:: WHAT YOU SHOULD DO ::
Turn every line of the data below into a Markdown table with the columns "No." and "Entry," numbering the rows in order and skipping blank lines. Leave the pictures out of the table.

:: Photo-based point labeling data ::
------------------------------------

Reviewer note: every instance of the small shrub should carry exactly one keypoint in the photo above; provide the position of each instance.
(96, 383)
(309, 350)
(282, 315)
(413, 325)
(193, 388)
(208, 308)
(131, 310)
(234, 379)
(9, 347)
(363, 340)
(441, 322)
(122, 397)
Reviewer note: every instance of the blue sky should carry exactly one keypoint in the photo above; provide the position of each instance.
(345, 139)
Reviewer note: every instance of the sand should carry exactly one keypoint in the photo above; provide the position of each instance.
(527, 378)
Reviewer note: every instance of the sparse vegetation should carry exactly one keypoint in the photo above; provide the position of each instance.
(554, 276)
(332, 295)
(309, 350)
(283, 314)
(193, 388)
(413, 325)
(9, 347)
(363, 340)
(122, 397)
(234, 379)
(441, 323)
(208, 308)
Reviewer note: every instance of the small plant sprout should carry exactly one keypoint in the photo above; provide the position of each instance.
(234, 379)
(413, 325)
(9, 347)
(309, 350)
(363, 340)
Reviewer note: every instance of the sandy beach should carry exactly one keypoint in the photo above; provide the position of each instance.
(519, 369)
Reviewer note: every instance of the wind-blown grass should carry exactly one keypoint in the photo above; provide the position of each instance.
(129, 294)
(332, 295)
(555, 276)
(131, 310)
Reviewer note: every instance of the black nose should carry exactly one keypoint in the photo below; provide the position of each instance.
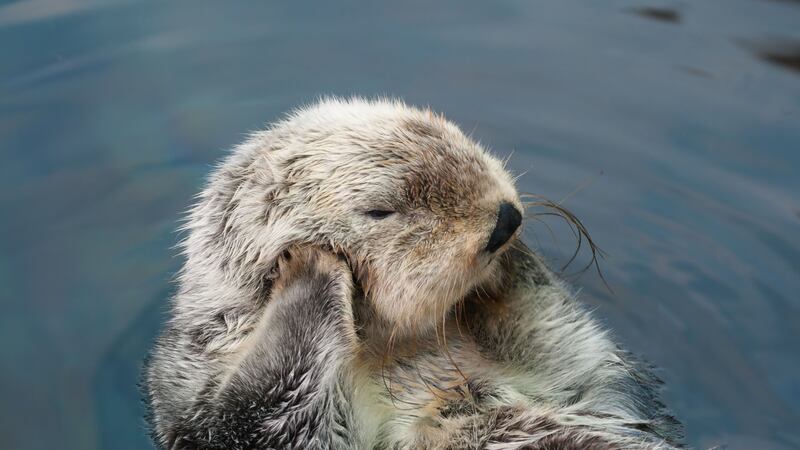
(508, 220)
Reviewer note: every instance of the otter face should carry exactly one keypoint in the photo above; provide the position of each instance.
(419, 210)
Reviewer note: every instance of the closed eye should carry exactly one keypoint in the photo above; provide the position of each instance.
(379, 213)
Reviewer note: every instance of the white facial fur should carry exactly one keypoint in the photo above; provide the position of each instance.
(313, 178)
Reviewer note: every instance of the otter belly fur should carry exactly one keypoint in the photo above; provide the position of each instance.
(354, 278)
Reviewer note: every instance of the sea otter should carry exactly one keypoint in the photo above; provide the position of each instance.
(355, 278)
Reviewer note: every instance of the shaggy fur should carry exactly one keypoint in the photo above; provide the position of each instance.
(337, 293)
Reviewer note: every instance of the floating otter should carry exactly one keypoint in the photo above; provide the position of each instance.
(354, 278)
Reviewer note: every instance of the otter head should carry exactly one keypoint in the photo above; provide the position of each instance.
(419, 210)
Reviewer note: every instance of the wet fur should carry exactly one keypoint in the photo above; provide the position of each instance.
(403, 340)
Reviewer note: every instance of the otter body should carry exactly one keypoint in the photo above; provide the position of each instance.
(354, 279)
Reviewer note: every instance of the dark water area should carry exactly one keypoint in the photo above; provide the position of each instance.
(674, 136)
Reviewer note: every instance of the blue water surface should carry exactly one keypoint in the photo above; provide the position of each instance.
(672, 132)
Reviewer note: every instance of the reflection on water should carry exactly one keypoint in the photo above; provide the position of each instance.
(112, 112)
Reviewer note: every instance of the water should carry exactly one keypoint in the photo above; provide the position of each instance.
(682, 127)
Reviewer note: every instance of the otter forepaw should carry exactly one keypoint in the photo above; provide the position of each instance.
(319, 286)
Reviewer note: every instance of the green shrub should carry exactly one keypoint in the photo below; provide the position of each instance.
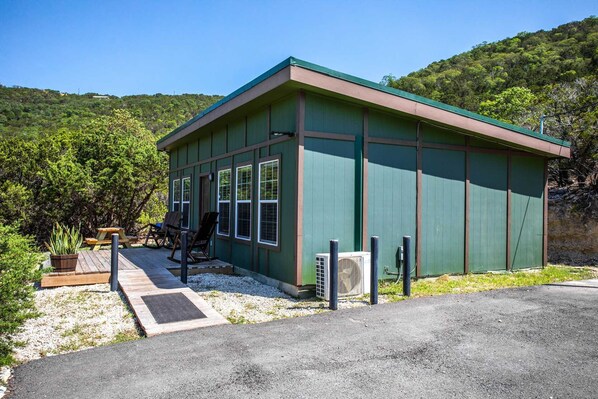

------------------------------------

:: EXERCISE RESULT ::
| No. | Entry |
|---|---|
| 1 | Reviewer note: every instance of the small shrub should carry exactly one keypoint in the photo above; provide the position of each instance. |
| 2 | (96, 383) |
| 3 | (309, 350) |
| 4 | (282, 315) |
| 5 | (413, 325) |
| 6 | (193, 388) |
| 7 | (208, 308) |
| 8 | (131, 310) |
| 9 | (234, 379) |
| 10 | (9, 347) |
| 11 | (363, 340) |
| 12 | (441, 322) |
| 13 | (122, 397) |
| 14 | Reviewer note: every instance of the blue sky should carry exactly one keypoint in the photo above; provide the position of each instance. |
| 15 | (345, 139) |
| 16 | Reviewer note: every instance of the sand should carry exactly one keypoint in the photo above; provide the position of each instance. |
| 17 | (527, 378) |
| 18 | Reviewer note: every instance of the sparse vegetation should carry exactly one keypoint in the photo above; provide the position of each instance. |
| 19 | (554, 276) |
| 20 | (332, 295) |
| 21 | (309, 350) |
| 22 | (283, 314) |
| 23 | (193, 388) |
| 24 | (413, 325) |
| 25 | (9, 347) |
| 26 | (363, 340) |
| 27 | (122, 397) |
| 28 | (234, 379) |
| 29 | (441, 323) |
| 30 | (208, 308) |
| 31 | Reviewer note: every instance of the small plant sprout should carry exactly one keypoint in the photo above; provide the position of each instance. |
| 32 | (234, 379) |
| 33 | (413, 325) |
| 34 | (9, 347) |
| 35 | (309, 350) |
| 36 | (363, 340) |
| 37 | Reviewer note: every instance of the sandy beach should carry exactly one keypoint in the photo above; provide the position of each instance. |
| 38 | (519, 369) |
| 39 | Reviewer note: every instance of the wind-blown grass should carry exactly one keypoint in the photo above; provide the position of each instance. |
| 40 | (129, 294) |
| 41 | (332, 295) |
| 42 | (555, 276) |
| 43 | (131, 310) |
| 44 | Reviewer note: every instance of the black nose should carry exactly one keypoint in the photo below; provide the position of each instance. |
| 45 | (508, 220) |
| 46 | Reviewer note: every instance of the otter face should carry exactly one keypoint in the photo above; provide the position of each instance. |
| 47 | (419, 210) |
| 48 | Reviewer note: every instance of the closed eye should carry exactly one keypoint in the photo above; provide the position of each instance. |
| 49 | (379, 213) |
| 50 | Reviewer note: every instance of the white facial fur should carry exactly one keypoint in the photo above; provide the position of each instance. |
| 51 | (313, 178) |
| 52 | Reviewer note: every instance of the otter belly fur should carry exactly one keypoint in the photo above; provide the position of each instance. |
| 53 | (354, 278) |
| 54 | Reviewer note: every instance of the sea otter should carry exactly one keypoint in the photo above; provide the position of each instance. |
| 55 | (355, 278) |
| 56 | Reviewer note: every instance of the shaggy fur should carry exactly one keypoint in the photo above; provide the position of each instance. |
| 57 | (337, 293) |
| 58 | Reviewer note: every instance of the floating otter should carry exactly one keypoint in the photo above; provide the position of each instance. |
| 59 | (354, 278) |
| 60 | Reviewer note: every instance of the otter head should carry exactly one keypoint in the photo above; provide the position of each instance. |
| 61 | (419, 210) |
| 62 | Reviewer note: every instance of the wet fur should carry exactly one keypoint in the photo above; provide the position of each instance. |
| 63 | (403, 340) |
| 64 | Reviewer note: every instance of the otter body should carry exactly one keypoint in the photo above; provide the position of each instance. |
| 65 | (354, 279) |
| 66 | Reviewer note: every instance of the dark water area should carry exactly one keypoint in the photo above; provide the position of each instance. |
| 67 | (674, 136) |
| 68 | Reviewer note: every instance of the blue water surface should carry exactly one keypoint in the photo above; provide the position of each instance. |
| 69 | (672, 132) |
| 70 | Reviewer note: every instance of the reflection on water should carry exactly one keypoint in the photo above; provide the position of each instance. |
| 71 | (112, 112) |
| 72 | Reviewer note: every instance of the water should carry exactly one keypoint in the photo above; provide the position of each instance. |
| 73 | (682, 127) |
| 74 | Reviewer note: every instance of the otter forepaw should carry exactly one keypoint in the photo above; provide the position of each instance. |
| 75 | (319, 286) |
| 76 | Reviewer note: every instance of the green shrub should carry exactly one keypoint in the photo below; provide the position of each instance. |